start Provided passage
- Sublimity and jockey Philip Carberry at the 2009 WBX Fighting Fifth Hurdle
- Sire: Selkirk
- Grandsire: Sharpen Up
- Dam: Fig Tree Drive
- Damsire: Miswaki
- Sex: Gelding
- Foaled: 2000
- Country: Ireland
- Colour: Bay
- Breeder: Stratford Place/ Watership Down Stud
- Owner: Saeed Suhail Bill Hennessy
- Trainer: Sir Michael Stoute John Carr Robert Alan Hennessy
- Record: 40: 10-2-4
- Earnings: £425,974

Major wins
- Champion Hurdle (2007) December Festival Hurdle (2008) Listed Alleged Stakes at the Curragh (2005) Doncaster Mile Stakes (2004)

= Sublimity (horse) =

French-bred Thoroughbred racehorse

Sublimity (foaled 23 April 2000) was an Irish Thoroughbred racehorse whose Flat racing and hurdling career was highlighted in 2007 when he won the Champion Hurdle at the Cheltenham Festival. By Selkirk and out of Fig Tree Drive, Sublimity is owned by the late Bill Hennessy and trained by veteran trainer John G Carr in Killeaney Stagoes, Maynooth in Ireland.
end Provided passage
Exercise 1 => Rewrite the collected data from the line containing "Warehouse pick-planner input: mark the flower cluster" through the end of the collected data, with "reference point" changed to "marker" and everything else left as it is.
start The input
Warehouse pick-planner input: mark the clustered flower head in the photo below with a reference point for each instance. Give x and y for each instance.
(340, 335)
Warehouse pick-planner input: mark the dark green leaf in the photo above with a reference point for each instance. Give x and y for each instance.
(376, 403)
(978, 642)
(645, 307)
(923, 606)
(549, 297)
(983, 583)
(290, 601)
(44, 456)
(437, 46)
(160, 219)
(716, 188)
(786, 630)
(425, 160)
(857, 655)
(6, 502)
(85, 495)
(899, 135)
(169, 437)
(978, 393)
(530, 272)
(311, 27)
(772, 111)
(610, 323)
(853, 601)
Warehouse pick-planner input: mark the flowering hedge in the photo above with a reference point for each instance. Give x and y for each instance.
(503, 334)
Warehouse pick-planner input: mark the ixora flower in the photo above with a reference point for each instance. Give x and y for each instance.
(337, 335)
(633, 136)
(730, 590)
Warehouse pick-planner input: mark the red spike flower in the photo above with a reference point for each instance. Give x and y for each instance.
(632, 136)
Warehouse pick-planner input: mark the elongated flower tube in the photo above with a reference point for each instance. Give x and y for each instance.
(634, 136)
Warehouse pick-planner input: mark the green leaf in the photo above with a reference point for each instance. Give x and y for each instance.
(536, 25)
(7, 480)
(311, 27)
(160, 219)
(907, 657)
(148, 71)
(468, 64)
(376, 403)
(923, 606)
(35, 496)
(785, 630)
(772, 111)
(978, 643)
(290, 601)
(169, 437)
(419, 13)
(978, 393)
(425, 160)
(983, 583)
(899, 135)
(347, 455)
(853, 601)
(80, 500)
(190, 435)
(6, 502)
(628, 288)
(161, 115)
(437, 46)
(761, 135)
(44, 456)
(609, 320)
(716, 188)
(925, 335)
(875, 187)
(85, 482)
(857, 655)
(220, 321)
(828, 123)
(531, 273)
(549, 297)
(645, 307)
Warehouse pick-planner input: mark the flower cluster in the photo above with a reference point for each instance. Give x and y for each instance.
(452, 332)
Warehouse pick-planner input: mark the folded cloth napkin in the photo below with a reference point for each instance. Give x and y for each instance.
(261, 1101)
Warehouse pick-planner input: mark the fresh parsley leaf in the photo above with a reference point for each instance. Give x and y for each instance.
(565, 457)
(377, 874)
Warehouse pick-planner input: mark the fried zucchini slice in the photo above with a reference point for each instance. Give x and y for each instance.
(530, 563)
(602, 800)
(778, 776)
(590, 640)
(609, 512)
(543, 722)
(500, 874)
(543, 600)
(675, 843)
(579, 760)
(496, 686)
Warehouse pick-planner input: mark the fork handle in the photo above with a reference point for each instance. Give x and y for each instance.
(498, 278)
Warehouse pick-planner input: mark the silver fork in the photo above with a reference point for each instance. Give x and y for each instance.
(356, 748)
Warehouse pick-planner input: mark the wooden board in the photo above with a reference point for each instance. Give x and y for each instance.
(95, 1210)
end The input
Exercise 2 => In the passage on Sublimity, which race did the horse win at the Cheltenham Festival in 2007?

Written answer 1 =>
Warehouse pick-planner input: mark the flower cluster in the photo above with a marker for each instance. Give x and y for each instance.
(452, 332)
Warehouse pick-planner input: mark the folded cloth napkin in the photo below with a marker for each instance. Give x and y for each instance.
(261, 1101)
Warehouse pick-planner input: mark the fresh parsley leaf in the photo above with a marker for each instance. Give x and y for each instance.
(565, 457)
(377, 874)
Warehouse pick-planner input: mark the fried zucchini slice in the photo above with a marker for each instance. Give x and y for each instance.
(530, 563)
(602, 800)
(778, 776)
(590, 640)
(609, 512)
(543, 722)
(500, 874)
(543, 600)
(675, 843)
(579, 760)
(496, 686)
Warehouse pick-planner input: mark the fork handle in the photo above with a marker for each instance. Give x and y for each instance.
(498, 278)
Warehouse pick-planner input: mark the silver fork in the photo above with a marker for each instance. Give x and y for each instance.
(356, 748)
Warehouse pick-planner input: mark the wooden board in the photo above with a marker for each instance. Give x and y for each instance.
(95, 1210)

Written answer 2 => The Champion Hurdle.